[What is expected]
In the excerpt about wealthy people and superpowers, what kind of technology is Neuralink developing?

-------- Selected excerpt

Elon Musk is the chief executive of Neuralink, a company developing tech intended to be implanted in the brain, which would allow you to control external devices with your thoughts.
Image: Siphu Gqwetha

Transcending the human condition is a common fantasy. What else are all those superhero movies about? A man can fly, a girl can see through lead, a boy can climb the outside of skyscrapers. But those films are also subtle reminders that none of us can do those things. There's the office the next morning, the kids to take to school, the dog to walk, the hospital appointment to keep. Any dreams of superpowers are just that: dreams. Unless you are incredibly wealthy.

Because then you not only have the mindset that suggests you are capable of unusual feats, you also have the resources to indulge attempting them. And, more important, perhaps, the actuarial calculus that restrains most humans from spending big on long shots doesn't apply to you. Like an early Renaissance nobleman who's lived a life of sin, you might think that eternal salvation is problematic but building an ornate chapel inside a cathedral and endowing a convent might just tip the scales.

That kind of calculation may be why a surprising number of the world's wealthy people were to be found in New Zealand during the pandemic. In the late 1990s, a semi-apocalyptic book was published that won attention from some of America's burgeoning tech billionaires.

----------------
-------- Records provided

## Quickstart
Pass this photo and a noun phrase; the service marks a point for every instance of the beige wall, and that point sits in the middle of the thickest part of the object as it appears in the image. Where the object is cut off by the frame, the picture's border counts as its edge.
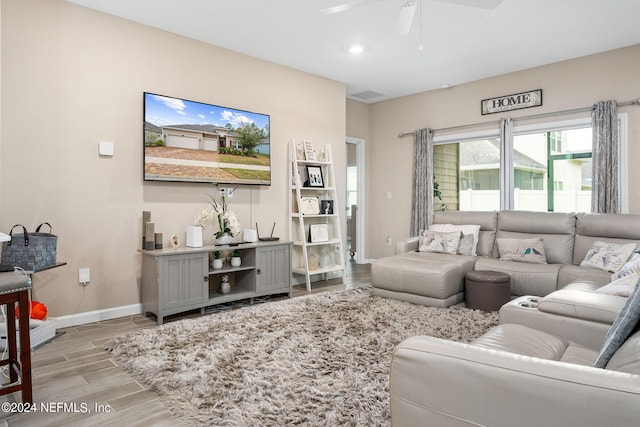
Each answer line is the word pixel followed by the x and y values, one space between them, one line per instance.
pixel 567 85
pixel 72 77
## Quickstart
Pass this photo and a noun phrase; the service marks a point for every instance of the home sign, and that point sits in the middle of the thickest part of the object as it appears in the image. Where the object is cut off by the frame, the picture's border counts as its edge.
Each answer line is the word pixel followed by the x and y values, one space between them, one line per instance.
pixel 512 102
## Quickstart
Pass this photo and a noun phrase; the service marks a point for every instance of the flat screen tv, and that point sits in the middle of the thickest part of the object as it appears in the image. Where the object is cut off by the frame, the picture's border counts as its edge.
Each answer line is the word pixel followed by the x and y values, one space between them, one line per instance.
pixel 187 141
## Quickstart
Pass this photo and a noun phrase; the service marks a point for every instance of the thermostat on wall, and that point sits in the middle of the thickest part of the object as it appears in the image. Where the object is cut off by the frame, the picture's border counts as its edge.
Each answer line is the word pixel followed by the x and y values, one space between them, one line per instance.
pixel 105 148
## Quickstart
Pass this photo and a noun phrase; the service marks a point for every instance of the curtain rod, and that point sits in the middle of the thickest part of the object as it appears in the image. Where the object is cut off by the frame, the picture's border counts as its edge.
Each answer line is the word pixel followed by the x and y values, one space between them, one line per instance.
pixel 536 116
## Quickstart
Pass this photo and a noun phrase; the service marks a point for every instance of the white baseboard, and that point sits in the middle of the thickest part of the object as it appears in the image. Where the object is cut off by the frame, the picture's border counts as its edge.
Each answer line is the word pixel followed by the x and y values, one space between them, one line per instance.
pixel 98 315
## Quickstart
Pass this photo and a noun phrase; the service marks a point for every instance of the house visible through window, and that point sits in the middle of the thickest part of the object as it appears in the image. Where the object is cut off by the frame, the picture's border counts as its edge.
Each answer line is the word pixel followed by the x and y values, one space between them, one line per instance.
pixel 551 169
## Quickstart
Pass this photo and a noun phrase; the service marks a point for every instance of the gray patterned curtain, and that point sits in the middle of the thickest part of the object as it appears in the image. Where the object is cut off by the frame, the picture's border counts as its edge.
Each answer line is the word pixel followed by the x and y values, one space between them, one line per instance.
pixel 422 203
pixel 605 189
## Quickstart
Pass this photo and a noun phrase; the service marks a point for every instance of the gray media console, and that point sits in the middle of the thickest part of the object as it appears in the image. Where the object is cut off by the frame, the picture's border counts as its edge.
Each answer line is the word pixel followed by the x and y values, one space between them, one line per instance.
pixel 176 280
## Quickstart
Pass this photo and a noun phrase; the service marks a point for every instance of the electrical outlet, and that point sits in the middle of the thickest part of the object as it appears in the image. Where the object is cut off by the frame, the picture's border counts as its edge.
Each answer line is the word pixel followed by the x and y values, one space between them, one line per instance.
pixel 84 276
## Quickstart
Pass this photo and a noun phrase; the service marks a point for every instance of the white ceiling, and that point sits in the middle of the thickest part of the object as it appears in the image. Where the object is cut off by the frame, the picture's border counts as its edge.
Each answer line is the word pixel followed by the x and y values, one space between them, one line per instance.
pixel 460 43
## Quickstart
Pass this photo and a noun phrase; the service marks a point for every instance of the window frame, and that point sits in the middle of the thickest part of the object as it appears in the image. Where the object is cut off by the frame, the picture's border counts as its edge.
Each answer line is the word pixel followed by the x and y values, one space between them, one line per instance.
pixel 545 125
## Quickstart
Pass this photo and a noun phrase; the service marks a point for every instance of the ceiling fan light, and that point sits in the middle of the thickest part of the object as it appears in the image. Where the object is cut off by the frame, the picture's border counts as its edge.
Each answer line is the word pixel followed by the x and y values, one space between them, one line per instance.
pixel 356 49
pixel 405 18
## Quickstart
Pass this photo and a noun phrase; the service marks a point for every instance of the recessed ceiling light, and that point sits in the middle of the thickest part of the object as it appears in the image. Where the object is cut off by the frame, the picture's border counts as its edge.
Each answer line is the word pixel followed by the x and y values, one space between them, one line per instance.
pixel 356 49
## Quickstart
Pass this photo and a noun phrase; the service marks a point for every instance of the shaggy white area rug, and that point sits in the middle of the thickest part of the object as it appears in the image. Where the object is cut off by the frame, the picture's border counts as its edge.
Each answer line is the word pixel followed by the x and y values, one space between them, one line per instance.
pixel 320 360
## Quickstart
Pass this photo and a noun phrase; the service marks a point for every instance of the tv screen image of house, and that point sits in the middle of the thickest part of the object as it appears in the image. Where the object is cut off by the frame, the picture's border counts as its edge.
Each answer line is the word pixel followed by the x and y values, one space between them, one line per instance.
pixel 187 141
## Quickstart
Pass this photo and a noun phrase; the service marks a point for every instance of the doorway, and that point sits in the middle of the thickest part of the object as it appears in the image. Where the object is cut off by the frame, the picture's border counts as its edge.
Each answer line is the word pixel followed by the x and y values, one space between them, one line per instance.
pixel 355 199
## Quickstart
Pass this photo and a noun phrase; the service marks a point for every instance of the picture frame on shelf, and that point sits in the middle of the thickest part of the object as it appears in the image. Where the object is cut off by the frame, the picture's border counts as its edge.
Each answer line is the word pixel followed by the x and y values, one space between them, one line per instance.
pixel 309 205
pixel 314 177
pixel 326 207
pixel 318 233
pixel 309 151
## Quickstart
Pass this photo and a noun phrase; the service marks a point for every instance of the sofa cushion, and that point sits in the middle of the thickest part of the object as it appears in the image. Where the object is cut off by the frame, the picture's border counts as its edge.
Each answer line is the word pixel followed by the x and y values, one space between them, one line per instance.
pixel 466 245
pixel 570 274
pixel 473 229
pixel 555 228
pixel 527 341
pixel 428 274
pixel 614 228
pixel 621 287
pixel 582 305
pixel 436 241
pixel 627 358
pixel 622 327
pixel 488 222
pixel 608 256
pixel 630 267
pixel 522 250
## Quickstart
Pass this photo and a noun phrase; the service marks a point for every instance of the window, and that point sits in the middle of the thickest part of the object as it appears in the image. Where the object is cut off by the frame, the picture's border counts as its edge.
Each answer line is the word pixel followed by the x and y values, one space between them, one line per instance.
pixel 560 163
pixel 468 173
pixel 551 168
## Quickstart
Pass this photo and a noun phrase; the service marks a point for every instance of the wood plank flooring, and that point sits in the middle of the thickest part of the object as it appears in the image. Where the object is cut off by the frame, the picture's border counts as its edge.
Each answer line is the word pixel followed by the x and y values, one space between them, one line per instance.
pixel 80 385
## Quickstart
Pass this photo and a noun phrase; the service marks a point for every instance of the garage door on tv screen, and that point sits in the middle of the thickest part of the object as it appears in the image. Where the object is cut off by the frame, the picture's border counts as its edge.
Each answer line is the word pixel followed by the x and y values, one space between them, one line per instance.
pixel 187 141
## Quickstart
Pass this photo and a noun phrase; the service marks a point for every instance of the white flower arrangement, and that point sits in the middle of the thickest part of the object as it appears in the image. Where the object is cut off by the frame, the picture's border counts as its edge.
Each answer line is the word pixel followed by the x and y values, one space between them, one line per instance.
pixel 218 213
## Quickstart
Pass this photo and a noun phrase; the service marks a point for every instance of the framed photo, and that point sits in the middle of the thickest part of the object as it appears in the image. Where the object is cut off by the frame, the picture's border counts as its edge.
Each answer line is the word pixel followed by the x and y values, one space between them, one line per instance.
pixel 309 205
pixel 318 233
pixel 314 177
pixel 309 152
pixel 326 207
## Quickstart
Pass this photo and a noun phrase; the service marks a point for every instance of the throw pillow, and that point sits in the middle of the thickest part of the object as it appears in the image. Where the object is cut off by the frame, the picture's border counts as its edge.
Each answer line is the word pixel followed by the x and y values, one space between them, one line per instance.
pixel 621 287
pixel 608 256
pixel 630 267
pixel 435 241
pixel 465 228
pixel 622 327
pixel 465 246
pixel 522 250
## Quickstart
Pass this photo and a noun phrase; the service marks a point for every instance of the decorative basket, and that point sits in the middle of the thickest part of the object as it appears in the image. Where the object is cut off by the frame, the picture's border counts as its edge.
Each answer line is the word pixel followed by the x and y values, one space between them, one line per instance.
pixel 30 251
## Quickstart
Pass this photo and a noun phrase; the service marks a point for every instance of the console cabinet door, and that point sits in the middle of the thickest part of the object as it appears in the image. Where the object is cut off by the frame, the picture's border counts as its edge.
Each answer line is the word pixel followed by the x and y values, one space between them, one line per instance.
pixel 273 264
pixel 184 280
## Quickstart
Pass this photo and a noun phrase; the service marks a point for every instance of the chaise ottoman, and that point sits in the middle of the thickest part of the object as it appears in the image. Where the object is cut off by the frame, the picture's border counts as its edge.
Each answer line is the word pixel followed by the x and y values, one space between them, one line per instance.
pixel 487 290
pixel 426 278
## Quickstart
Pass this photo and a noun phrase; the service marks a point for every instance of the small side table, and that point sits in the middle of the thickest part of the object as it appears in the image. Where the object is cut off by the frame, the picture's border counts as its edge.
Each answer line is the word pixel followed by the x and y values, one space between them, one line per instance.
pixel 14 289
pixel 487 290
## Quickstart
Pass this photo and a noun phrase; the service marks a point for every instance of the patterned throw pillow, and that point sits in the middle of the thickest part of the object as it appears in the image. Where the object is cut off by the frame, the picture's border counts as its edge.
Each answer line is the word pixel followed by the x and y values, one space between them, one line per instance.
pixel 465 246
pixel 625 323
pixel 522 250
pixel 434 241
pixel 608 256
pixel 630 267
pixel 465 228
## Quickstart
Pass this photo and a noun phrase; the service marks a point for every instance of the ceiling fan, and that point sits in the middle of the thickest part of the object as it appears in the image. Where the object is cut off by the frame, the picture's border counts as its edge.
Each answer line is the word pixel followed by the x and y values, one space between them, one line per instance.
pixel 408 9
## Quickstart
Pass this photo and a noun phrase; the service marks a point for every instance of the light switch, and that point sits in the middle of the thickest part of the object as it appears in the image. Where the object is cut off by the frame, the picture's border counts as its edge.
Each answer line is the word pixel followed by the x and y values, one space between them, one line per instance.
pixel 105 148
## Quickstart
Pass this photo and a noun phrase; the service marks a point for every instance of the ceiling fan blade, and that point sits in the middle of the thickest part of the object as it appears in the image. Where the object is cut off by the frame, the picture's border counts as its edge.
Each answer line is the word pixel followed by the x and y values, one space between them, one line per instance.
pixel 483 4
pixel 343 7
pixel 405 17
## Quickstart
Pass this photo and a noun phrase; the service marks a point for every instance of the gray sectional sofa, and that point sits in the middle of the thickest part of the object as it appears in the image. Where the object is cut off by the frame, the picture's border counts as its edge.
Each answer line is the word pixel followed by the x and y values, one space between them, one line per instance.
pixel 437 279
pixel 543 364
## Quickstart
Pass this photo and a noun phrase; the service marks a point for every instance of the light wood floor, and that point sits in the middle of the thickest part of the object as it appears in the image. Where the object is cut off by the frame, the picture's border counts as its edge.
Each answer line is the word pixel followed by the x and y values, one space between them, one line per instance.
pixel 82 386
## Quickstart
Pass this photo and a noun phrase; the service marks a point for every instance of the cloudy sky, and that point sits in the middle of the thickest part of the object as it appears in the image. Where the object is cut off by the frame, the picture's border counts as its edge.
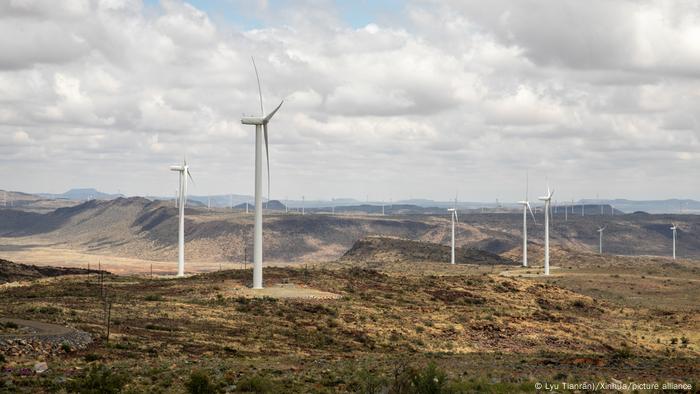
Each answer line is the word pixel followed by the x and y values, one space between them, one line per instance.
pixel 385 99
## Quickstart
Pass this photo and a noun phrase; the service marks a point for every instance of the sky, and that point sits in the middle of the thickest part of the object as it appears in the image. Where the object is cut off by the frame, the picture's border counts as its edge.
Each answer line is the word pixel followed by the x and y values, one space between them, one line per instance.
pixel 383 99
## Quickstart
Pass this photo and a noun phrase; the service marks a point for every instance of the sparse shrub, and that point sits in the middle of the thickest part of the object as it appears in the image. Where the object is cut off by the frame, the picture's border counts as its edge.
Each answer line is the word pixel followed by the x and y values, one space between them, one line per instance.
pixel 368 382
pixel 200 383
pixel 156 327
pixel 256 384
pixel 622 353
pixel 578 304
pixel 90 357
pixel 431 380
pixel 49 310
pixel 99 379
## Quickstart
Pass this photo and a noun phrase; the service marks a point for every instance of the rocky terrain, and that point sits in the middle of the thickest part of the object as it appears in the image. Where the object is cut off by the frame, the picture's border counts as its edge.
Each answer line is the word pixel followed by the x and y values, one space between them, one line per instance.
pixel 386 249
pixel 145 230
pixel 12 272
pixel 462 329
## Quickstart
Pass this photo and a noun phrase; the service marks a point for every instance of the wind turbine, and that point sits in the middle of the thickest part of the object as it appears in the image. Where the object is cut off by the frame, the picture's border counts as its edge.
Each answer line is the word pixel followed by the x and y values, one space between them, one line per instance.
pixel 260 123
pixel 184 173
pixel 547 201
pixel 600 242
pixel 674 228
pixel 453 212
pixel 526 207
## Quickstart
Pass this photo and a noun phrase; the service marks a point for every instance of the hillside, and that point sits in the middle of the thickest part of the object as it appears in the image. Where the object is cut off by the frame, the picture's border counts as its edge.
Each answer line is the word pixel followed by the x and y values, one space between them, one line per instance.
pixel 143 229
pixel 387 249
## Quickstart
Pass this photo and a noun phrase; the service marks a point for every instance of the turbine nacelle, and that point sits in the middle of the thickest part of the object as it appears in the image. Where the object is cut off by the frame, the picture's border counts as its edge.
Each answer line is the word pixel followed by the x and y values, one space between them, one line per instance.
pixel 549 195
pixel 453 211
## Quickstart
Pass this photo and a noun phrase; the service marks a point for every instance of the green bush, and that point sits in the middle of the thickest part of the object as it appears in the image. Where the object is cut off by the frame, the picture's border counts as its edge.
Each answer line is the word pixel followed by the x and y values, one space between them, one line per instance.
pixel 199 383
pixel 10 324
pixel 65 346
pixel 90 357
pixel 369 383
pixel 99 379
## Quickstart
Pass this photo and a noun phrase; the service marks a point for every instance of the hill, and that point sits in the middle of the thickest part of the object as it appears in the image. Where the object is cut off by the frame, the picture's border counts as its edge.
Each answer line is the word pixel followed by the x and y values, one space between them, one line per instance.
pixel 384 249
pixel 12 272
pixel 82 195
pixel 143 229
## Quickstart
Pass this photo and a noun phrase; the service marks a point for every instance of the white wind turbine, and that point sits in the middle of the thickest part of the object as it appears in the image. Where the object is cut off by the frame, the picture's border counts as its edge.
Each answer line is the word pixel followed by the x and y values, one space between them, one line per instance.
pixel 453 212
pixel 260 123
pixel 674 228
pixel 600 242
pixel 526 207
pixel 547 201
pixel 184 173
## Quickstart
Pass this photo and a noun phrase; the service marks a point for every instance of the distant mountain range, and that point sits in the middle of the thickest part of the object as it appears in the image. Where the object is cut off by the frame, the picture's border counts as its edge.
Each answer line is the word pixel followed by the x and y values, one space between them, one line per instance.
pixel 81 195
pixel 651 206
pixel 239 200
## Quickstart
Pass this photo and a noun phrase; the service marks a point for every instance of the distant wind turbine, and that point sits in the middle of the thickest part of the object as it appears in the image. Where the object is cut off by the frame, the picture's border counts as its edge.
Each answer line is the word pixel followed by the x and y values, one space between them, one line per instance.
pixel 674 228
pixel 600 242
pixel 184 173
pixel 260 123
pixel 453 213
pixel 547 207
pixel 526 207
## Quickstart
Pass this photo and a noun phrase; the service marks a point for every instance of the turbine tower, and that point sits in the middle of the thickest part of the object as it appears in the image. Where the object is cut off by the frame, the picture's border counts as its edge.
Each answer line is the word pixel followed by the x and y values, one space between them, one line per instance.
pixel 526 207
pixel 674 228
pixel 547 201
pixel 260 123
pixel 453 212
pixel 184 173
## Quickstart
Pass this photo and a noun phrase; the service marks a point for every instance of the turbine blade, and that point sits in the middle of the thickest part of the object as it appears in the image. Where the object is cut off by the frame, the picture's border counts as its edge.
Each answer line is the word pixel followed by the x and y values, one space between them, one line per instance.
pixel 527 183
pixel 267 153
pixel 271 114
pixel 531 213
pixel 262 111
pixel 189 174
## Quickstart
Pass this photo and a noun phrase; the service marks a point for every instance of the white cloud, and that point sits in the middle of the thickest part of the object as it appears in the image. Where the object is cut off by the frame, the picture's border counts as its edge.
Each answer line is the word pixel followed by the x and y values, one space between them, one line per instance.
pixel 441 92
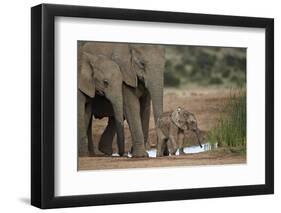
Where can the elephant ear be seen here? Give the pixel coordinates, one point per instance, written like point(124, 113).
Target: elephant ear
point(178, 120)
point(128, 74)
point(86, 74)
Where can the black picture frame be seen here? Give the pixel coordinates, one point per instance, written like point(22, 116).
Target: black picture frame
point(43, 105)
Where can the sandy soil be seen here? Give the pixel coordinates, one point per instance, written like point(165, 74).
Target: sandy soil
point(206, 103)
point(203, 158)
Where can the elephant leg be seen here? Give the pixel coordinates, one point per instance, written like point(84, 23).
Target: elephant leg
point(132, 114)
point(180, 143)
point(145, 116)
point(171, 145)
point(82, 129)
point(88, 124)
point(105, 144)
point(161, 143)
point(165, 150)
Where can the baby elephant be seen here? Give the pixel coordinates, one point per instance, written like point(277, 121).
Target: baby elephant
point(171, 127)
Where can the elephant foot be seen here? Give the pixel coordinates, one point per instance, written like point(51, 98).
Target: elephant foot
point(105, 149)
point(181, 152)
point(92, 154)
point(139, 154)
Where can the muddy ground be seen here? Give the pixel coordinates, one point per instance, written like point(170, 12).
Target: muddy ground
point(206, 103)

----------------

[Task solution]
Tech meant to be implanted in the brain that would let you control external devices with your thoughts.